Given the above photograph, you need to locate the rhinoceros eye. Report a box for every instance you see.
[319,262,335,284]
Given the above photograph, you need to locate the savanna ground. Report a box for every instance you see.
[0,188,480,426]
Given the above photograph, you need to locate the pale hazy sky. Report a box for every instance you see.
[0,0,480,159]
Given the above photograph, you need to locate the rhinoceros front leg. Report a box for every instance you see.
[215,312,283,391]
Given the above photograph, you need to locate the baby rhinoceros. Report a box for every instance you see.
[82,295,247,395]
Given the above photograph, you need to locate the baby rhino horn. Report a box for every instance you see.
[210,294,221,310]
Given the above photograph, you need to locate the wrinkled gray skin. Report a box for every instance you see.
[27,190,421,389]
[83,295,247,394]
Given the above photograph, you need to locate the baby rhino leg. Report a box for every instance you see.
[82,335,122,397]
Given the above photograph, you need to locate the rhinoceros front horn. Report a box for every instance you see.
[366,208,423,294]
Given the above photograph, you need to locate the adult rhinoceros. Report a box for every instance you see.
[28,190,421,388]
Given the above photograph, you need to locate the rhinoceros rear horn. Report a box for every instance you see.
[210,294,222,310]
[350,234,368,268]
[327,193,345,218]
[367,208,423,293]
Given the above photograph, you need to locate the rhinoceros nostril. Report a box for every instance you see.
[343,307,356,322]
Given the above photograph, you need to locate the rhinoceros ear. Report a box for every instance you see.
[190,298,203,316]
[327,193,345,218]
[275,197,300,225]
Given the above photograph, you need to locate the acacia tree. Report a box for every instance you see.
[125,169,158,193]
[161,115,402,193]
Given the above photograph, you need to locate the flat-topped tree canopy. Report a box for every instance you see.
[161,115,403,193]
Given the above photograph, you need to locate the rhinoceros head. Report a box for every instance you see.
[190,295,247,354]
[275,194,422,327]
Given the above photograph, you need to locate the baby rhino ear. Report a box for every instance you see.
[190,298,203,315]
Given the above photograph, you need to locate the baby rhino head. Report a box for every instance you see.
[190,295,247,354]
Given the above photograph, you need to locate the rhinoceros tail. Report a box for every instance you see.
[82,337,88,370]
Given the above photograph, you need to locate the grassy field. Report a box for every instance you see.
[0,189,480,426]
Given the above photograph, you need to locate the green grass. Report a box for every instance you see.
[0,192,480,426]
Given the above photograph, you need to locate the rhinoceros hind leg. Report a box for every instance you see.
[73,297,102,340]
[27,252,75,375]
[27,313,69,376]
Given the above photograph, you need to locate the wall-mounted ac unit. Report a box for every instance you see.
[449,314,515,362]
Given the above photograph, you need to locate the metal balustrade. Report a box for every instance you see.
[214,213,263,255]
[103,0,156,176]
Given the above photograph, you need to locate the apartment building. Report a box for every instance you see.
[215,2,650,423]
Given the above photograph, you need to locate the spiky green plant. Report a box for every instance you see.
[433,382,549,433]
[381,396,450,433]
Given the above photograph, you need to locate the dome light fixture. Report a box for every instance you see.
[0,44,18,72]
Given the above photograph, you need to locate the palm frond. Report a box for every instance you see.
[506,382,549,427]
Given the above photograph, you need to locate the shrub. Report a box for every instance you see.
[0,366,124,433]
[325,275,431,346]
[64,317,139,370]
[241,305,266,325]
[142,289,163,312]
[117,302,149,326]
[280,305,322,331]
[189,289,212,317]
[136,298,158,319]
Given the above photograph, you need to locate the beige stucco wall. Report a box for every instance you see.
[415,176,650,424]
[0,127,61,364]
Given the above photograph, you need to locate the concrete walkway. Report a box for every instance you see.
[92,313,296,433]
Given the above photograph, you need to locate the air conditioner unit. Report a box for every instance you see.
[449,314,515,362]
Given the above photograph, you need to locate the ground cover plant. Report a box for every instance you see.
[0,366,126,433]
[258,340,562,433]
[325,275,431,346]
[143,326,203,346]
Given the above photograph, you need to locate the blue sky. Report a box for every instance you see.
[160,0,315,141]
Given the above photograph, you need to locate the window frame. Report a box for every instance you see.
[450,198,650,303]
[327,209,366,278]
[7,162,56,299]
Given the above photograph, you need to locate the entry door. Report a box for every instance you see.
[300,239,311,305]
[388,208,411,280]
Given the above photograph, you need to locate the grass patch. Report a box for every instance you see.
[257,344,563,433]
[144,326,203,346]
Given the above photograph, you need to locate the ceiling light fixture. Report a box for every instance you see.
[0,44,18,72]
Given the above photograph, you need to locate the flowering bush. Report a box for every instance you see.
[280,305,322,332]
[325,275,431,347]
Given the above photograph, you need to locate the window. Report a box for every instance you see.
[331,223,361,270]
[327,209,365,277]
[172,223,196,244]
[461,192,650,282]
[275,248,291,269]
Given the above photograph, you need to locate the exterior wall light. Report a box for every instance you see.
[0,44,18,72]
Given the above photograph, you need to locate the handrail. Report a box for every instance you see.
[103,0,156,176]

Direction:
Convert every line of the listing above into a JSON list of strings, with one string per line and no entries for blank lines.

Written response:
[
  "Given the above photograph, you need to locate the rhinoceros eye. Report a box for every instance you see.",
  "[319,262,335,284]",
  "Given the above photograph, you need to locate the savanna ground. Report a box for every instance you see.",
  "[0,188,480,426]",
  "Given the above photograph, you need to locate the pale hazy sky. Report a box for every instance you see.",
  "[0,0,480,159]",
  "Given the above photograph, you need to locate the rhinoceros front leg. Report a box for every instance you see.",
  "[215,312,283,391]",
  "Given the above photograph, you need to locate the baby rhinoceros. Report a box for every instance you see.",
  "[82,295,247,395]",
  "Given the above photograph, you need to locate the baby rhino horn. Report a box for every instance you see.",
  "[210,294,221,310]",
  "Given the above photograph, you need to locate the wrinkled gray skin. Report a box for every instance you see.",
  "[27,190,421,389]",
  "[83,295,247,394]",
  "Given the above photograph, you need to locate the baby rhino leg. Report a box for every instance you see.",
  "[82,335,122,397]",
  "Given the above photograph, you need to locate the rhinoceros front horn. Report a box for every instance you see.",
  "[366,208,423,294]",
  "Given the above photograph, you need to locate the adult rhinoceros. Report a box for every instance you see.",
  "[28,190,421,388]",
  "Given the above photograph, you need to locate the rhinoceros rear horn. Report a box for every instance you see.",
  "[210,294,222,310]",
  "[350,234,368,268]",
  "[327,193,345,218]",
  "[367,208,423,293]",
  "Given the above photograph, you need to locate the rhinoceros nostril. Report a box for every instance you see.",
  "[343,307,356,322]",
  "Given the above photograph, you need to locate the rhinoceros ear. Report a box for every instance you see.",
  "[190,298,203,316]",
  "[327,193,345,218]",
  "[275,197,300,225]",
  "Given the above photograph, you need to locate the acacia tree. Report a box for every instance you see.",
  "[125,169,158,193]",
  "[161,115,402,193]",
  "Given the above photograph, you need to locate the flat-topped tree canopy. Report a box for every instance you see.",
  "[161,115,403,193]",
  "Given the above photograph, you need to locate the rhinoceros head. Report a box for every instance you see.",
  "[190,295,247,354]",
  "[275,194,422,327]",
  "Given the above photograph, you need to locate the baby rhino ear. Report a box for every instance you see.",
  "[190,298,203,315]",
  "Given the above photograph, you need to locate the baby rhino head. Report a box for every instance you see.",
  "[190,295,247,354]",
  "Given the above photograph, you need to locate the rhinoceros tail. Report a box for every instance you see.",
  "[82,337,88,370]",
  "Given the above photograph, you need to locate the grassy field. Report a box for every instance you see.",
  "[0,189,480,426]",
  "Given the above photograph, you need to locate the green grass. Report a box for every instance you see.",
  "[0,192,480,426]",
  "Given the above photograph, you need to locate the rhinoceros hind leg. Report a box for every instance you see.",
  "[73,297,102,340]",
  "[27,252,75,375]",
  "[27,313,69,376]",
  "Given the above photograph, you need to locate the wall-mounted ac unit. Report a box for every instance you see.",
  "[449,314,515,362]",
  "Given the above photograph, you need to locate the metal balustrade. Report a box for every instance you see.",
  "[214,213,263,255]",
  "[103,0,156,176]",
  "Given the above photograph, you need to locate the apartment building. Report a box for every instance you see.",
  "[215,2,650,423]",
  "Given the above photograph, you need to locate the spiky green plant. Report a box for every instance you see.",
  "[433,382,549,433]",
  "[381,396,450,433]",
  "Given the above photograph, you need to locate the dome light fixture. Report a box for every instance you see.",
  "[0,44,18,72]",
  "Given the above photograph, you need to locate the palm frond. Report a box for every instance you see.",
  "[506,382,549,427]",
  "Given the above photograph, you need to locate the shrub. Report a box for every instance you see.",
  "[0,366,124,433]",
  "[325,275,431,346]",
  "[64,317,139,370]",
  "[241,305,266,325]",
  "[142,289,163,312]",
  "[117,302,149,326]",
  "[280,305,322,331]",
  "[189,289,212,317]",
  "[136,298,158,319]",
  "Given the above photograph, you need to locate the beige stucco wall. Report a box for every instance you see.",
  "[415,176,650,424]",
  "[0,127,61,364]",
  "Given the above photograph, you need to locate the concrete walkway. Report a box for every instance you see.",
  "[92,313,296,433]",
  "Given the above photograph, you need to locate the air conditioner unit. Report a box for every instance you see.",
  "[449,314,515,362]",
  "Given the above photograph, you need to locate the ground cover plant. Report a box for every instance you see.",
  "[0,366,126,433]",
  "[258,340,562,433]",
  "[325,275,431,346]",
  "[143,326,203,346]",
  "Given the above photograph, you need to locate the blue sky. Report a box for every instance you see.",
  "[160,0,315,141]",
  "Given the above photograph, you need to locate the window frame. Report a box for every instance you see.",
  "[450,198,650,303]",
  "[327,209,366,278]",
  "[7,162,56,299]",
  "Given the above photograph, you need to locate the entry door. Report a box for every instance you see.",
  "[300,239,311,305]",
  "[388,208,411,280]",
  "Given the above photograph, you need to locate the grass patch. Report a box for every instance you see.",
  "[257,344,563,433]",
  "[144,326,203,346]",
  "Given the above photograph, you need to locate the ceiling light fixture. Report a box for every instance you see.",
  "[0,44,18,72]",
  "Given the above photograph, you need to locate the flowering bush. Report a box for every instance you see.",
  "[280,305,322,332]",
  "[325,275,431,347]",
  "Given the above photograph, you need to locate the window. Report a box for every instance you see.",
  "[331,223,361,270]",
  "[327,209,365,277]",
  "[172,223,196,244]",
  "[461,192,650,282]",
  "[275,248,291,269]",
  "Given the above photograph, you need to locate the exterior wall light. Report a box for every instance you see.",
  "[0,44,18,72]",
  "Given the above photograph, you need to locate the handrail. Report a box for every instance you see.",
  "[103,0,156,176]"
]